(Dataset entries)
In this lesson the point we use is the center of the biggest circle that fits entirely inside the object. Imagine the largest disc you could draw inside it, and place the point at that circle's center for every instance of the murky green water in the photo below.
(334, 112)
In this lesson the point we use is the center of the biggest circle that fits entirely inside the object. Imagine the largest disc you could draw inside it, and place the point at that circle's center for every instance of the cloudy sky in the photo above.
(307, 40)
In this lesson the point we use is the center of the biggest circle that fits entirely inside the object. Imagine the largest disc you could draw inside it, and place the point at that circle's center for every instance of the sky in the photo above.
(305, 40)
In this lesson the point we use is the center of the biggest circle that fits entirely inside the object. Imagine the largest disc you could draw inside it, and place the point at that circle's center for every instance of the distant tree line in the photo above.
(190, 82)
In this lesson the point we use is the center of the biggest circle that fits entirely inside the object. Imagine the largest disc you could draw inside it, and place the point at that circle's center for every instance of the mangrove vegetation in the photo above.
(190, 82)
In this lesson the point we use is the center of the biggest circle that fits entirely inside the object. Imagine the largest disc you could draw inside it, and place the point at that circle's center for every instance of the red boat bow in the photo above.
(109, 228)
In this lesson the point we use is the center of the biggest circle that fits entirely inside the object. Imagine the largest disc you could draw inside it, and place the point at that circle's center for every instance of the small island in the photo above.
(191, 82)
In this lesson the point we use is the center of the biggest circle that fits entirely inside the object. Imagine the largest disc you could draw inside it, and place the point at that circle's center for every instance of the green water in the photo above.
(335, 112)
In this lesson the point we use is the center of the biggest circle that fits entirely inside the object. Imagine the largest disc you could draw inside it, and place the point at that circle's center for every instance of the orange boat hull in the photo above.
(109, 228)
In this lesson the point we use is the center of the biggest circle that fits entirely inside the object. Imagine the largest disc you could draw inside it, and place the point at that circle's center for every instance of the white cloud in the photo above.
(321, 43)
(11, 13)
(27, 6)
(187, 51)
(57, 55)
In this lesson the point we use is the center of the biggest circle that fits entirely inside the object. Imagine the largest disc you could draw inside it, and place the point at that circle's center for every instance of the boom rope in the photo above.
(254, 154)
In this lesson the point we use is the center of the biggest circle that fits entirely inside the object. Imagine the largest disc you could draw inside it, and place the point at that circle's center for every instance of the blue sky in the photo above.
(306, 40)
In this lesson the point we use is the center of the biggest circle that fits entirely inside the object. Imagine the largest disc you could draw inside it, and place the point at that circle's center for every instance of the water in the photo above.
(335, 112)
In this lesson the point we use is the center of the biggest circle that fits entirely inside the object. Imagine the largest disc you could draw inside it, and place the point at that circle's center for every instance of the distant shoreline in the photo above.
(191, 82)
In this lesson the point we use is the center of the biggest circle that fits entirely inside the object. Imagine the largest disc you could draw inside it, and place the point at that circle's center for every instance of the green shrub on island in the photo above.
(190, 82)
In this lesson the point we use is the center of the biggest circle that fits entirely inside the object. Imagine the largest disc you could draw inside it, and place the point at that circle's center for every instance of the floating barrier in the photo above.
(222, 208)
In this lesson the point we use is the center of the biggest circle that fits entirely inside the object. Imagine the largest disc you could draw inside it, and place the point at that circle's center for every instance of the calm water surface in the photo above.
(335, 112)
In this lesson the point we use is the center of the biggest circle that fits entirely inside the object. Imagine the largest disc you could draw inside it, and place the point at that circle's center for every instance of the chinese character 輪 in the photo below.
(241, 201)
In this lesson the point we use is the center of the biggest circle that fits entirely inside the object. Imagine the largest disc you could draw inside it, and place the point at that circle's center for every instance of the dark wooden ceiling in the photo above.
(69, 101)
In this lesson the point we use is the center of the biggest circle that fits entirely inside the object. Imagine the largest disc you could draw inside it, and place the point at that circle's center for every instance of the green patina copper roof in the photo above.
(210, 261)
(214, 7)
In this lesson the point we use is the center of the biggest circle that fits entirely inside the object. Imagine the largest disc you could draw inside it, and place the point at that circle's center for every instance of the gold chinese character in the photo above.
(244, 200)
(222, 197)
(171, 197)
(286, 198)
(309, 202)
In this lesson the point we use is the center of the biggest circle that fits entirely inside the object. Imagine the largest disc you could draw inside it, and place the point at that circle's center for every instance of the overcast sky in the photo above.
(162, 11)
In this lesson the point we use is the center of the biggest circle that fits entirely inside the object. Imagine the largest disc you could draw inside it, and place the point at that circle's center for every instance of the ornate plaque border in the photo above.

**Work item**
All lines of the data above must be repeated exactly.

**Solution to this problem**
In this lesson the point we use is the center of the biggest circle that fits entirely inside the object. Imagine the largest disc you could draw inside it, and place the point at that circle's center for every instance of the murky green water in the photo below.
(334, 112)
In this lesson the point we use is the center of the biggest circle that fits entirely inside the object. Imagine the largest disc you could draw inside it, and place the point at that circle's center for every instance of the cloudy sky in the photo above.
(307, 40)
In this lesson the point we use is the center of the biggest circle that fits entirely inside the object. Imagine the largest disc you could draw inside it, and place the point at that circle's center for every instance of the sky in the photo above.
(305, 40)
In this lesson the point we use is the center of the biggest circle that fits entirely inside the object. Imagine the largest disc you could draw inside it, and place the point at that circle's center for every instance of the distant tree line in the photo above.
(190, 82)
In this lesson the point we use is the center of the biggest circle that fits entirely inside the object. Imagine the largest disc you could draw inside it, and place the point at that circle's center for every instance of the mangrove vegetation in the photo above.
(190, 82)
In this lesson the point we use is the center of the biggest circle that fits entirely inside the object. Imagine the largest disc you could draw inside it, and place the point at that circle's center for every instance of the red boat bow in the photo above.
(109, 228)
In this lesson the point we use is the center of the biggest circle that fits entirely inside the object. Imagine the largest disc you could draw inside it, and place the point at that circle's center for every instance of the small island in the photo above.
(191, 82)
In this lesson the point we use is the center of the biggest circle that fits entirely inside the object. Imagine the largest disc you could draw inside it, and place the point at that circle's center for every instance of the green water in the photo above.
(335, 112)
In this lesson the point we use is the center of the biggest circle that fits entirely inside the object. Imagine the largest disc you could draw inside it, and place the point at that circle's center for every instance of the orange boat hull in the photo above.
(109, 228)
In this lesson the point we use is the center of the biggest circle that fits entirely inside the object. Imagine the largest disc you could draw inside it, and place the point at that circle's center for every instance of the white cloud in the photo above.
(321, 43)
(11, 13)
(27, 6)
(187, 51)
(57, 55)
In this lesson the point we use is the center of the biggest circle that fits entirely inside the object. Imagine the largest disc you could draw inside it, and place the point at that circle's center for every instance of the boom rope in the photo above.
(254, 154)
In this lesson the point we use is the center of the biggest circle that fits entirely inside the object. Imagine the largest disc you could draw inside it, and place the point at that circle's center for every instance of the blue sky in the photo above.
(306, 40)
In this lesson the point we use is the center of the biggest circle that fits entirely inside the object. Imagine the largest disc you could draw inside it, and place the point at that circle's center for every instance of the water in the photo above.
(335, 112)
In this lesson the point we use is the center of the biggest circle that fits entirely inside the object. Imagine the largest disc you could draw inside it, and place the point at that circle's center for every instance of the distant shoreline in the photo above.
(191, 82)
In this lesson the point we use is the center of the biggest circle that fits entirely inside the object. Imagine the largest disc you could draw inside it, and place the point at that circle's center for every instance of the green shrub on island in the photo above.
(190, 82)
In this lesson the point we use is the center of the biggest circle that fits entirely inside the object. Imagine the largest disc you could draw inside it, and place the point at that circle's center for every instance of the floating barrier in the photo above.
(222, 208)
In this lesson the point we use is the center of the biggest circle that fits entirely inside the object. Imagine the largest disc you could draw inside it, and place the point at that circle's center for every instance of the calm water surface in the photo above.
(335, 112)
In this lesson the point we use is the center of the biggest circle that fits entirely inside the object. Imagine the largest disc you could draw inside it, and place the point at that circle's center for every instance of the chinese character 輪 in the photo below.
(241, 201)
In this lesson the point we use is the center of the biggest circle that fits entirely inside the object. Imagine the largest disc you could draw inside it, and place the point at that circle's center for every instance of the dark wooden ceiling in the photo above.
(69, 101)
In this lesson the point we use is the center of the biggest circle that fits entirely inside the object. Imagine the largest disc you could draw inside it, and place the point at that circle's center for every instance of the green patina copper roof in the photo above.
(210, 261)
(214, 7)
In this lesson the point we use is the center of the biggest circle that fits entirely inside the object. Imagine the largest disc you could draw inside it, and place the point at that circle's center for every instance of the gold chinese character in the photo above.
(244, 200)
(222, 197)
(171, 197)
(286, 198)
(309, 202)
In this lesson the point we use is the center of the biggest circle that fits entirely inside the object. Imagine the largest disc you could draw inside it, and place the point at that circle's center for every instance of the overcast sky in the photo above.
(162, 11)
In this lesson the point we use is the center of the biggest circle that fits entirely inside the object. Imagine the largest disc you could draw inside it, and place the point at that circle's center for every instance of the ornate plaque border in the photo above.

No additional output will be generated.